Eco-Friendly Transportation

Eco-Friendly Transportation

Anil Singh

                  photo by Mandy Aw

It often seems like the coronavirus pandemic has only brought doom and gloom, but there have been a few bright spots. One of the most notable ones is the transformation of city streets. Biking has become much more prevalent, as many, especially young people who can’t yet drive, use it as a physically distanced way of getting around. Restaurants sprawl out onto the asphalt as outdoor seating is quickly becoming the best weapon to combat both COVID-19 and economic stagnation, and large stretches of streets have been shut off to cars to allow pedestrians adequate space for recreation while adhering to physical distancing requirements. These changes should remain in place even after the pandemic is finally over.

The immediate benefit of this shift is obviously a decrease in the spread of coronavirus. The World Health Organization recommends biking as a vital part of combating the COVID-19 pandemic. Numerous studies have found that the outdoors are significantly safer (note: safer, not completely safe) than indoors, provided other precautions like mask-wearing and distancing are followed, according to The Hill.

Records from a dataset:
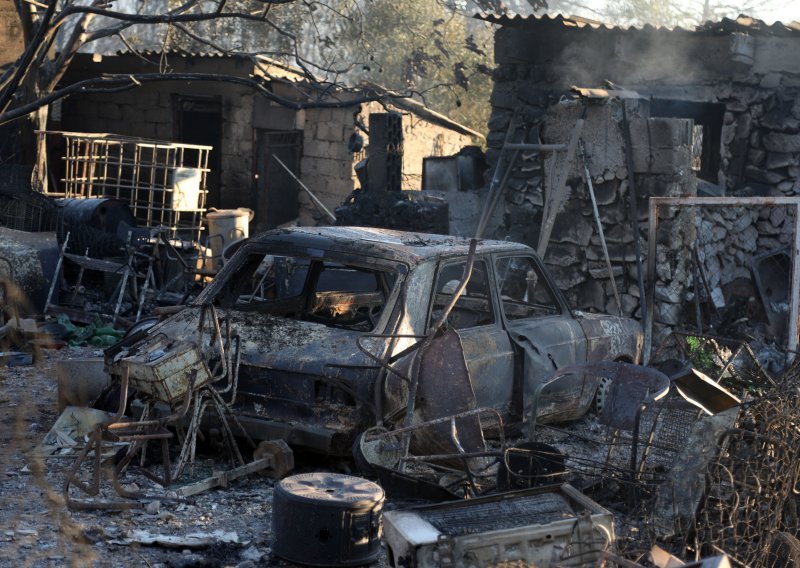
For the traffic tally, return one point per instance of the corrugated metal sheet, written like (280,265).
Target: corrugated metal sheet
(726,26)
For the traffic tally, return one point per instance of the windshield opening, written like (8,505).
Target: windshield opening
(322,291)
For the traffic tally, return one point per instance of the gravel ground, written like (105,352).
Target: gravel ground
(37,529)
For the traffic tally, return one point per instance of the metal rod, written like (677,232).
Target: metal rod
(795,294)
(651,279)
(537,147)
(489,205)
(313,197)
(493,198)
(556,195)
(634,207)
(588,178)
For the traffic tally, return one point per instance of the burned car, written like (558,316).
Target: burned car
(314,319)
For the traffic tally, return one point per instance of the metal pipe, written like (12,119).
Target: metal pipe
(634,207)
(313,197)
(588,177)
(651,279)
(538,147)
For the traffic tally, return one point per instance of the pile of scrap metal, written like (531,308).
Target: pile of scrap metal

Action item.
Write out the stretch of the eco-friendly transportation article from "photo by Mandy" through "is finally over.". These rows have no connection to the article on eco-friendly transportation.

The completed task.
photo by Mandy Aw

It often seems like the coronavirus pandemic has only brought doom and gloom, but there have been a few bright spots. One of the most notable ones is the transformation of city streets. Biking has become much more prevalent, as many, especially young people who can’t yet drive, use it as a physically distanced way of getting around. Restaurants sprawl out onto the asphalt as outdoor seating is quickly becoming the best weapon to combat both COVID-19 and economic stagnation, and large stretches of streets have been shut off to cars to allow pedestrians adequate space for recreation while adhering to physical distancing requirements. These changes should remain in place even after the pandemic is finally over.